**Exercise goal:** Set the listing down once more, exactly as given.

%%

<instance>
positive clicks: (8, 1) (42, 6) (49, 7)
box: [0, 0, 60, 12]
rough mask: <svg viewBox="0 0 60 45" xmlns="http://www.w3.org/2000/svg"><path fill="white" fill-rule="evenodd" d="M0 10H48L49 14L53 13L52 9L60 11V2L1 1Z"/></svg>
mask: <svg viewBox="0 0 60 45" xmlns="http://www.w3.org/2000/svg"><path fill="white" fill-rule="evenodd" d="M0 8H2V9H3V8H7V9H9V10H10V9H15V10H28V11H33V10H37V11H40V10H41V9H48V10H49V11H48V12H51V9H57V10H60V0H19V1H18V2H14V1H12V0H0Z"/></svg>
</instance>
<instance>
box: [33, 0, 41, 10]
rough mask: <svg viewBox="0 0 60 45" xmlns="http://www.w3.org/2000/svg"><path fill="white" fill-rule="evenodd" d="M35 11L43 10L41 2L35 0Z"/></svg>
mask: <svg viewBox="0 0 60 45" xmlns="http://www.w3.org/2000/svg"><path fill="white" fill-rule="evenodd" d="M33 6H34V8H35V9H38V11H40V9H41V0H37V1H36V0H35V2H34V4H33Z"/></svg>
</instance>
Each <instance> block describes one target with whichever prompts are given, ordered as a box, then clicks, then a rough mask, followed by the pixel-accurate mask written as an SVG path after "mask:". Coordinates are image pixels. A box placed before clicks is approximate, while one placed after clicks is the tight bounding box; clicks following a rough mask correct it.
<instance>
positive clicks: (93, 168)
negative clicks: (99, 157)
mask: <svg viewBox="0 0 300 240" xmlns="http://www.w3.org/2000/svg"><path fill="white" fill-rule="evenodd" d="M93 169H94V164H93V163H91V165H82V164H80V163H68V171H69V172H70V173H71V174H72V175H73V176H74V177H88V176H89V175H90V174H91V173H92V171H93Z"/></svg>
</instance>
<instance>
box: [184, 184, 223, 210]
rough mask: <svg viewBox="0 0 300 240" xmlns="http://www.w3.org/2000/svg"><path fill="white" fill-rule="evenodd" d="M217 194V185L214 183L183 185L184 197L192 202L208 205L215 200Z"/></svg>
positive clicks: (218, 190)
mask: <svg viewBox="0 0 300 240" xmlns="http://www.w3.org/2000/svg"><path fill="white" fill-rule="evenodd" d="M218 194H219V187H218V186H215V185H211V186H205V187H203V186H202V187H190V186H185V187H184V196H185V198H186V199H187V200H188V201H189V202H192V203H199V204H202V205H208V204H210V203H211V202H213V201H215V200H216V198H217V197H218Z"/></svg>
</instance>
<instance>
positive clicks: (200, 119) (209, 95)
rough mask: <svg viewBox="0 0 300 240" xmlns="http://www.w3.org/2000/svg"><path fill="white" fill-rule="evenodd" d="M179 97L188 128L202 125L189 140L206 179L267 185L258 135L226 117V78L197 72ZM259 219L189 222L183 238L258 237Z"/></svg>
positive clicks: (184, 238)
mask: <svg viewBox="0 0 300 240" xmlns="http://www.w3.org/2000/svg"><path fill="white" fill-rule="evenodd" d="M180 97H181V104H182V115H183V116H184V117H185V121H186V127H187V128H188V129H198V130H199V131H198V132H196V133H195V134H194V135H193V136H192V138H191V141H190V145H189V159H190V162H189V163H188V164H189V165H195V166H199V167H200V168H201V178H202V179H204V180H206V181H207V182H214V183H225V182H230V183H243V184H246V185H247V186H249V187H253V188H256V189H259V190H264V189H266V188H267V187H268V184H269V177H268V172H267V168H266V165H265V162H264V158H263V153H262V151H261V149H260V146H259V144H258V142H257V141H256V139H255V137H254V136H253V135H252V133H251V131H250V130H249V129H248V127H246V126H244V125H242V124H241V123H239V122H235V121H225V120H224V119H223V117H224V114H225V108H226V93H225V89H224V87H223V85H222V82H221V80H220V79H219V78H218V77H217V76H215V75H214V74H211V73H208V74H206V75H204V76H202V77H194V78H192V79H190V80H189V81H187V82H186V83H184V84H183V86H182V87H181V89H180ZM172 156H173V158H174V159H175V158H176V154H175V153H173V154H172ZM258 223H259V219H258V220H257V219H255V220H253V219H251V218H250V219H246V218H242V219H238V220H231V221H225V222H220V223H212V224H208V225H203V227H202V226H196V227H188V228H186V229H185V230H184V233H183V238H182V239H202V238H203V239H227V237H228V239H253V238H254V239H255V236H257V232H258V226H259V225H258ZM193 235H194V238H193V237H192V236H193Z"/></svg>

%%

**Answer for this exercise:**
<instance>
positive clicks: (8, 1) (42, 6) (49, 7)
box: [0, 0, 60, 12]
rough mask: <svg viewBox="0 0 60 45" xmlns="http://www.w3.org/2000/svg"><path fill="white" fill-rule="evenodd" d="M0 10H48L49 14L53 13L52 9L60 11V2L1 1Z"/></svg>
mask: <svg viewBox="0 0 60 45" xmlns="http://www.w3.org/2000/svg"><path fill="white" fill-rule="evenodd" d="M0 8H2V9H3V8H7V9H9V10H10V9H15V10H28V11H33V10H37V11H40V10H41V9H48V10H49V11H48V12H51V9H57V10H60V0H19V1H18V2H14V1H12V0H0Z"/></svg>
</instance>
<instance>
box: [33, 0, 41, 10]
rough mask: <svg viewBox="0 0 60 45" xmlns="http://www.w3.org/2000/svg"><path fill="white" fill-rule="evenodd" d="M35 11L43 10L41 2L35 0Z"/></svg>
mask: <svg viewBox="0 0 60 45" xmlns="http://www.w3.org/2000/svg"><path fill="white" fill-rule="evenodd" d="M33 6H34V8H35V9H38V11H40V9H41V0H37V1H36V0H35V2H34V4H33Z"/></svg>
</instance>
Each <instance> block describes one target with whichever prompts are given, ordered as a box, then clicks, then a rough mask, followed by the pixel-accurate mask written as an SVG path after "mask:". Coordinates are image pixels. A box placed before clicks is approximate, while one placed after clicks is the tight bounding box; clicks following a rough mask correct it.
<instance>
positive clicks: (93, 168)
negative clicks: (99, 157)
mask: <svg viewBox="0 0 300 240" xmlns="http://www.w3.org/2000/svg"><path fill="white" fill-rule="evenodd" d="M93 169H94V164H93V163H91V165H82V164H80V163H68V171H69V172H70V173H71V174H72V175H73V176H74V177H88V176H89V175H90V174H91V173H92V171H93Z"/></svg>
</instance>
<instance>
box: [184, 184, 223, 210]
rough mask: <svg viewBox="0 0 300 240" xmlns="http://www.w3.org/2000/svg"><path fill="white" fill-rule="evenodd" d="M217 194V185L214 183L183 185L184 197L192 202L208 205L215 200Z"/></svg>
positive clicks: (218, 190)
mask: <svg viewBox="0 0 300 240" xmlns="http://www.w3.org/2000/svg"><path fill="white" fill-rule="evenodd" d="M218 194H219V187H218V186H215V185H211V186H205V187H203V186H202V187H190V186H185V187H184V196H185V198H186V199H187V200H188V201H189V202H192V203H199V204H202V205H208V204H210V203H211V202H213V201H215V200H216V198H217V197H218Z"/></svg>
</instance>
<instance>
positive clicks: (200, 119) (209, 95)
rough mask: <svg viewBox="0 0 300 240" xmlns="http://www.w3.org/2000/svg"><path fill="white" fill-rule="evenodd" d="M179 97L188 128L202 125L189 140L206 179L267 185L258 135L226 117V78L197 72ZM259 219L189 222L183 238L258 237Z"/></svg>
positive clicks: (184, 238)
mask: <svg viewBox="0 0 300 240" xmlns="http://www.w3.org/2000/svg"><path fill="white" fill-rule="evenodd" d="M180 97H181V104H182V115H183V116H184V117H185V121H186V127H187V128H188V129H198V130H199V131H198V132H196V133H195V134H194V135H193V136H192V138H191V141H190V145H189V159H190V162H189V163H188V164H189V165H195V166H199V167H200V168H201V178H202V179H204V180H206V181H207V182H214V183H225V182H230V183H243V184H246V185H247V186H249V187H253V188H256V189H259V190H264V189H266V188H267V187H268V184H269V177H268V172H267V168H266V165H265V162H264V158H263V153H262V151H261V149H260V146H259V144H258V142H257V141H256V139H255V137H254V136H253V135H252V133H251V131H250V130H249V129H248V127H246V126H244V125H242V124H241V123H239V122H235V121H225V120H224V119H223V117H224V114H225V108H226V93H225V89H224V87H223V85H222V82H221V80H220V79H219V78H218V77H217V76H215V75H214V74H211V73H208V74H206V75H204V76H202V77H194V78H192V79H190V80H189V81H187V82H186V83H184V84H183V86H182V87H181V89H180ZM172 156H173V158H174V159H175V158H176V154H175V153H173V154H172ZM258 223H259V219H258V220H257V219H255V220H253V219H251V218H250V219H246V218H242V219H238V220H231V221H225V222H220V223H212V224H208V225H203V227H202V226H196V227H188V228H186V229H185V230H184V233H183V238H182V239H202V238H203V239H227V237H228V239H253V238H254V239H255V236H257V232H258V226H259V225H258ZM193 235H194V238H193V237H192V236H193Z"/></svg>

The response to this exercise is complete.